**Task prompt:**
Locate the line that contains "A point marks every instance of the pumpkin". Reproduce it and all following lines up to the end of the material, exactly and with nothing added.

- - - - -

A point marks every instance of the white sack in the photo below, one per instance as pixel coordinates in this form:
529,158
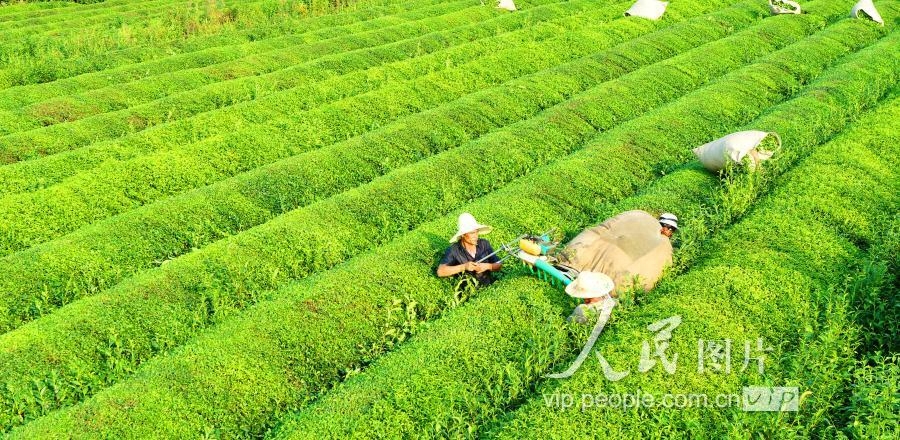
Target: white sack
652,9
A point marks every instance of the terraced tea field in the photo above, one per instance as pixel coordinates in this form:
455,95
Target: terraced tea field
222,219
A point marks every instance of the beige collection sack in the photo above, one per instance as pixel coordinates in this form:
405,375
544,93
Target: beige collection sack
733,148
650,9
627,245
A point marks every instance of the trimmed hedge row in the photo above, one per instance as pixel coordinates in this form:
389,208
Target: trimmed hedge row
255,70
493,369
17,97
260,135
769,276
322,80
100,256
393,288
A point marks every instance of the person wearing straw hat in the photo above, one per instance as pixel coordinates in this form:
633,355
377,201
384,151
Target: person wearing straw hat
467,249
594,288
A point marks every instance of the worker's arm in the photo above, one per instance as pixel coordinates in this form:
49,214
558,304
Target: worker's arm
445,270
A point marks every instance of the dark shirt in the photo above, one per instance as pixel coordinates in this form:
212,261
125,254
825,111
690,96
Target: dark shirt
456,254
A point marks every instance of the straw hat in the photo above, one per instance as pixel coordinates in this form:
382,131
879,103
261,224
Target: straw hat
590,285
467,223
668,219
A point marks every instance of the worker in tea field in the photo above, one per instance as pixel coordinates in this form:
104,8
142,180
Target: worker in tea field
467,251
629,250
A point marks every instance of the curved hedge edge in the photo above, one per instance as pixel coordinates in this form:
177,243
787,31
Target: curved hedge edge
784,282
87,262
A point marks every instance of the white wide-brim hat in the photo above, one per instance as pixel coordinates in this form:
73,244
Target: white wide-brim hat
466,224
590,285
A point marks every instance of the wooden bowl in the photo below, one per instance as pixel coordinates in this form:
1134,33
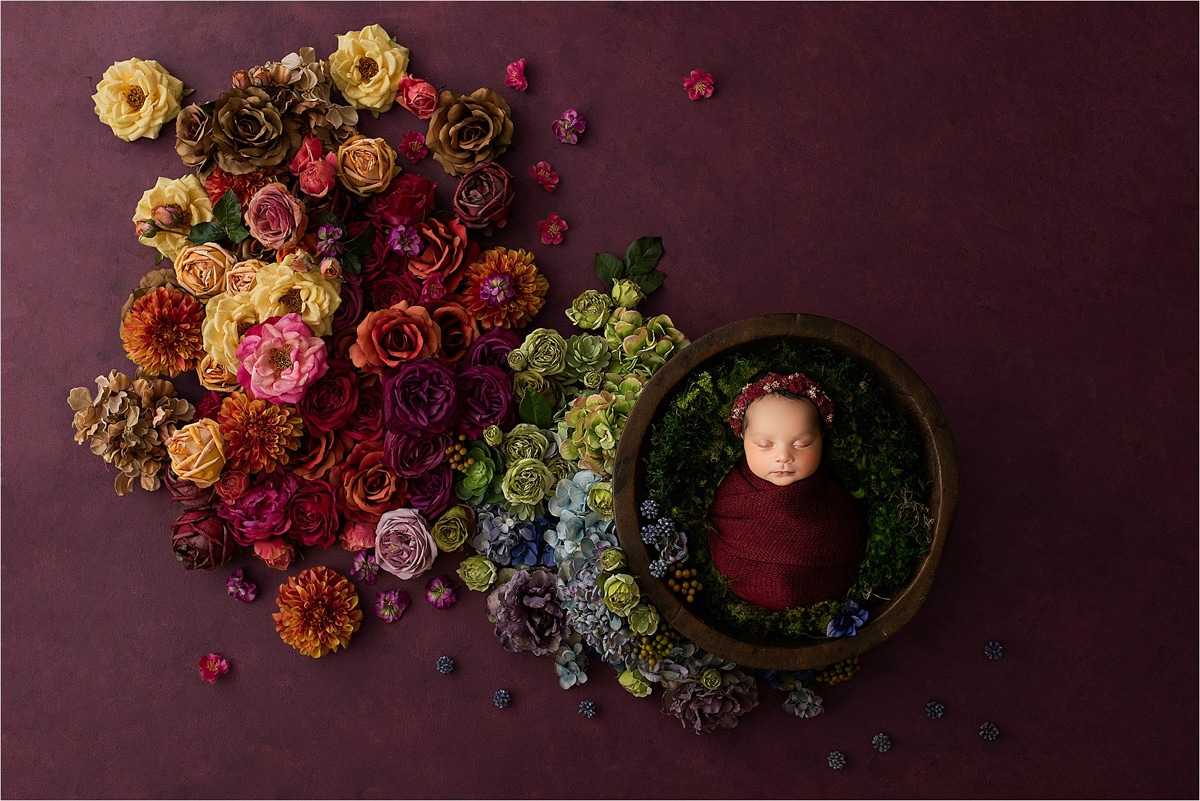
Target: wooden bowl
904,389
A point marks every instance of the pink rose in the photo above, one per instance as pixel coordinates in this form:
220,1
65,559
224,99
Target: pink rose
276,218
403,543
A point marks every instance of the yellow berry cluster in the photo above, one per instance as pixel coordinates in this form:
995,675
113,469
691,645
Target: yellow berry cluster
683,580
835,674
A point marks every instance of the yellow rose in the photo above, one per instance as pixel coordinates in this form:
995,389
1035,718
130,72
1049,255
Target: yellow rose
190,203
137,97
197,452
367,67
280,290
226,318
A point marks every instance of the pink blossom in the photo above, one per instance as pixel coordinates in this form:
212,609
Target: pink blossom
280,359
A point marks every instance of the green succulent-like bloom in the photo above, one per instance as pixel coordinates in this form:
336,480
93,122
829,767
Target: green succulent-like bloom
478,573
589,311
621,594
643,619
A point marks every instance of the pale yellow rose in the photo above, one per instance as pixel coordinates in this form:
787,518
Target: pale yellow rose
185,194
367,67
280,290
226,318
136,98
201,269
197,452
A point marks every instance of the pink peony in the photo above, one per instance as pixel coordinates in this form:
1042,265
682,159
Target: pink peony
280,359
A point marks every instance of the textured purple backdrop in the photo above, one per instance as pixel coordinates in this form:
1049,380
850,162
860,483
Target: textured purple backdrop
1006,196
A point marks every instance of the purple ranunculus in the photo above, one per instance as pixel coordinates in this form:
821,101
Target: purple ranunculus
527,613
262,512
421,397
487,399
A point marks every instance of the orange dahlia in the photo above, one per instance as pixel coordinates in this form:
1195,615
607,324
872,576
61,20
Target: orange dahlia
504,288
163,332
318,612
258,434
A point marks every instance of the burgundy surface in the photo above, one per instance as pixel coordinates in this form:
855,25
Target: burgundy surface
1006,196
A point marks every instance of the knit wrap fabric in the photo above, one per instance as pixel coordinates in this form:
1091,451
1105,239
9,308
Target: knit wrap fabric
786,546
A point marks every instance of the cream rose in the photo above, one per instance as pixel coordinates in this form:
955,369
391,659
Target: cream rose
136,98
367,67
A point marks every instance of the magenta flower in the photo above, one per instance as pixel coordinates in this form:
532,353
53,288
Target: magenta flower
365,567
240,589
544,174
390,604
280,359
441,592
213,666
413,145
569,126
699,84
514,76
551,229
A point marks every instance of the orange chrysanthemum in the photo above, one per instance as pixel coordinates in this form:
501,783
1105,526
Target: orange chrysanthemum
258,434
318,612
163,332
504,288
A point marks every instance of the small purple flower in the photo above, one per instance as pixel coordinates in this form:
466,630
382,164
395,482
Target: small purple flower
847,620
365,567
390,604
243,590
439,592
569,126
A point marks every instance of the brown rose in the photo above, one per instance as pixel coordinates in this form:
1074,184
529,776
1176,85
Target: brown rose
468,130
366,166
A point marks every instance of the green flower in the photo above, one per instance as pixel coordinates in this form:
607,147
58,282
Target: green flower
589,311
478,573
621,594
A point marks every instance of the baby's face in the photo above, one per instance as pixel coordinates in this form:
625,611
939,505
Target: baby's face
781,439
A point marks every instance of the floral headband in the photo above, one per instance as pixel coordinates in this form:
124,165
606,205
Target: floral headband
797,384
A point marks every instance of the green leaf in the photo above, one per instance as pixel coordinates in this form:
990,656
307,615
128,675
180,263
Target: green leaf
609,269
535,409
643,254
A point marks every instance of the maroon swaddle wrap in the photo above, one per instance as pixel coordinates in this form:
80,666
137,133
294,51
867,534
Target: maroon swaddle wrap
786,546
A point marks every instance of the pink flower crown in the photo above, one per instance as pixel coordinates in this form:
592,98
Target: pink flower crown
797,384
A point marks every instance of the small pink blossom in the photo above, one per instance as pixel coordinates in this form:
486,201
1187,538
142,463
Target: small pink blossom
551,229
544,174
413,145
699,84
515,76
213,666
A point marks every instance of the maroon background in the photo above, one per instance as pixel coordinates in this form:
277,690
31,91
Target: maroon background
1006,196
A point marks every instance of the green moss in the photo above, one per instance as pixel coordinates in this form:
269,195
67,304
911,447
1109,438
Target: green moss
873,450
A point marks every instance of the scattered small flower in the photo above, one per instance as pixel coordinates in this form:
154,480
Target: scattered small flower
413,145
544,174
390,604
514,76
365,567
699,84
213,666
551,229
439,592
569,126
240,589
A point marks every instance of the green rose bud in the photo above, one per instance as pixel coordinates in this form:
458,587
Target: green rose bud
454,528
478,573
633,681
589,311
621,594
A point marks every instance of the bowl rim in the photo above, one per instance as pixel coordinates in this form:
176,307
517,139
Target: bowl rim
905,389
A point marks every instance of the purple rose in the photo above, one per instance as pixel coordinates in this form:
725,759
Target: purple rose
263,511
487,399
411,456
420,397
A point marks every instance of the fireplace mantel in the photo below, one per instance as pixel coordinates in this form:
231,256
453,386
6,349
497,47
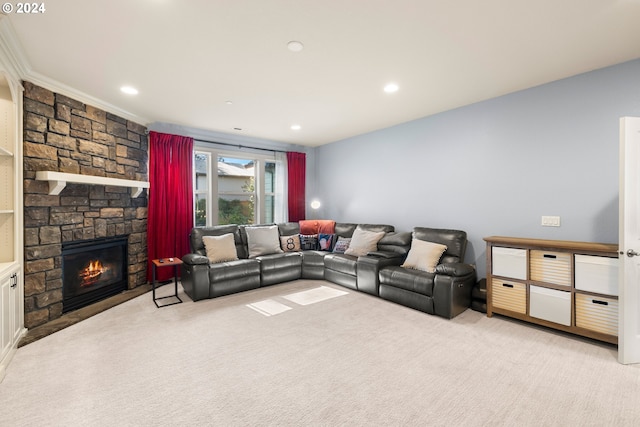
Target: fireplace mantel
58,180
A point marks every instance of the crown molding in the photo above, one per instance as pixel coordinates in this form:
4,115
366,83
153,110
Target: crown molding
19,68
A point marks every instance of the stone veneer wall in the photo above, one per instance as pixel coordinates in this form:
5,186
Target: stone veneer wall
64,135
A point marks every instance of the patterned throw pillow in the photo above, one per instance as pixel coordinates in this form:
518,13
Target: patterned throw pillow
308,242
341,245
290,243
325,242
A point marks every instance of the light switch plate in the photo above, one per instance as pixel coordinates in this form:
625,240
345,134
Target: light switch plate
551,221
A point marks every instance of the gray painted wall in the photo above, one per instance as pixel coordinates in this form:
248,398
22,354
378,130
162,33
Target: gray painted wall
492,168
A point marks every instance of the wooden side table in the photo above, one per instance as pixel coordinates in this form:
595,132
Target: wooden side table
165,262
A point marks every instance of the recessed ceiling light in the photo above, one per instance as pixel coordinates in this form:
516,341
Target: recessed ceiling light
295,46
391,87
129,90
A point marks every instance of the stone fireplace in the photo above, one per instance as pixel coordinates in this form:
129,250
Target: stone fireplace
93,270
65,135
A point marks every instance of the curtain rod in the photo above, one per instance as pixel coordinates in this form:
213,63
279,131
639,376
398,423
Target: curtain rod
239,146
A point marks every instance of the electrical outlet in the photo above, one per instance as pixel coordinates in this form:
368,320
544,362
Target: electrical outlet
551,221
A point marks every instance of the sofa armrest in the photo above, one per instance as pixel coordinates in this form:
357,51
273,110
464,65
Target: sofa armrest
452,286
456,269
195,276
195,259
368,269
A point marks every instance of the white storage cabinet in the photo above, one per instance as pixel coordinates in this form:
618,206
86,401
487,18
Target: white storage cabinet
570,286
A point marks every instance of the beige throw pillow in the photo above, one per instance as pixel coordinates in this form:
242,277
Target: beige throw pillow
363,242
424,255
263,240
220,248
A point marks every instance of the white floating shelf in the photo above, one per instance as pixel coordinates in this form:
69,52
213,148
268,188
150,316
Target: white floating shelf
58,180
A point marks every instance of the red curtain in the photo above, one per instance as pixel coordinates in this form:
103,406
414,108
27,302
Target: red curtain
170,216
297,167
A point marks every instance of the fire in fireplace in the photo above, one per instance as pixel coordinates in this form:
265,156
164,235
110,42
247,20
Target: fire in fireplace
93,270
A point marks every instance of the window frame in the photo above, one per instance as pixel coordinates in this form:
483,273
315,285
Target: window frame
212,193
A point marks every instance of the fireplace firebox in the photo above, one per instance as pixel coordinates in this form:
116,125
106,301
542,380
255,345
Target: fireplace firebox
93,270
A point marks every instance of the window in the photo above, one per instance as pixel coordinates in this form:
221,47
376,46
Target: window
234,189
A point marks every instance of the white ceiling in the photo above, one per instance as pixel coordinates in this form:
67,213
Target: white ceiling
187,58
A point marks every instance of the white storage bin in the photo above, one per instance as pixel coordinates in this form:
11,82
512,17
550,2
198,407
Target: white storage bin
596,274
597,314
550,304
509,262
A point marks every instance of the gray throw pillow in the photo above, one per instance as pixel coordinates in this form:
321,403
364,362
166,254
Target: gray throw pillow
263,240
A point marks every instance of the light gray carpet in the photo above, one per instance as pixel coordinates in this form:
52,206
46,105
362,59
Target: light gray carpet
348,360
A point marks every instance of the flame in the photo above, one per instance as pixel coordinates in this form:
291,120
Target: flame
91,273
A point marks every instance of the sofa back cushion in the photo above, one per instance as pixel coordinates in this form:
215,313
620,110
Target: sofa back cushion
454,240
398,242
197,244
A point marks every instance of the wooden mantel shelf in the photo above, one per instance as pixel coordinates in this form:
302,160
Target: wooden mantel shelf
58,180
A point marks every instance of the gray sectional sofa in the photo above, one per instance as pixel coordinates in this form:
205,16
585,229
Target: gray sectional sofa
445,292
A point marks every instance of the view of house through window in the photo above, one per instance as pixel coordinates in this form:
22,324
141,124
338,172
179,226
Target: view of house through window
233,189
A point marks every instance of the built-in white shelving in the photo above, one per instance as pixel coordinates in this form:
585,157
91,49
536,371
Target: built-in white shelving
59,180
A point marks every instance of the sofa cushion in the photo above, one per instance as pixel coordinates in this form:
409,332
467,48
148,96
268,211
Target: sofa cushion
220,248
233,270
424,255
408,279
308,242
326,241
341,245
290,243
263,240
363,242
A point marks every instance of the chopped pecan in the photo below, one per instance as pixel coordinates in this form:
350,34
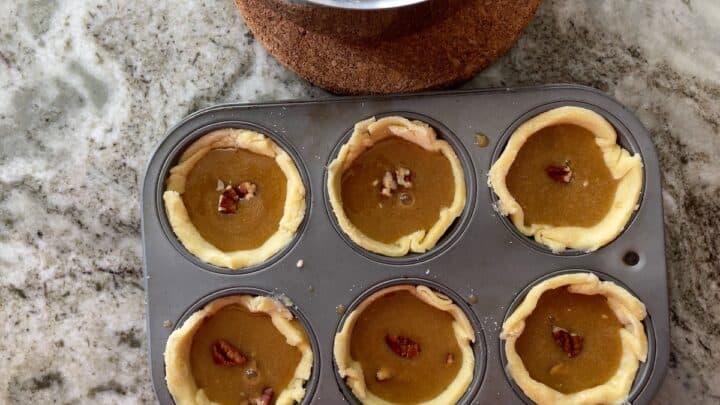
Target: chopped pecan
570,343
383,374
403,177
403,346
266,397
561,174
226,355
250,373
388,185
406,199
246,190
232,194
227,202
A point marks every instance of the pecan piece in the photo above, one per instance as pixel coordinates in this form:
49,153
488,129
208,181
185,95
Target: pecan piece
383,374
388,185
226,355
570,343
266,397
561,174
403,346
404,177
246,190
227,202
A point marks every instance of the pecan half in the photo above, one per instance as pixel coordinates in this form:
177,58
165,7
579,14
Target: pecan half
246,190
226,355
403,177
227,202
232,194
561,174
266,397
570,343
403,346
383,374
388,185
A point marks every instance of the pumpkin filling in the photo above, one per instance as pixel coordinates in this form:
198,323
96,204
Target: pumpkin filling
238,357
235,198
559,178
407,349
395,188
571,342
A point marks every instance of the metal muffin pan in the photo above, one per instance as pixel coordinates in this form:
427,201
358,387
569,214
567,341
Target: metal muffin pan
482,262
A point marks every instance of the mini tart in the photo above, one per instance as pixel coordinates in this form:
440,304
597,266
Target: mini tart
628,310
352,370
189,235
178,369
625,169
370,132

- - - - -

**Solution:**
A point marks every instance of the pumpkin filling in the photo above, one per instance as pixel coordinates in this form:
198,323
96,204
Target: pumpkin filling
238,357
235,198
559,178
407,349
395,188
571,342
A point marks every instance of the metal muffin pan in the photo above, one per instance as pixel coordinates in this form:
427,201
358,387
569,214
567,341
Target: metal muffin pan
482,262
A point marks every instance of the mini tart in the photo above, one per instance as pixel coordinates in this form:
440,304
597,266
Target: mini tart
628,310
352,370
189,235
178,369
625,169
370,132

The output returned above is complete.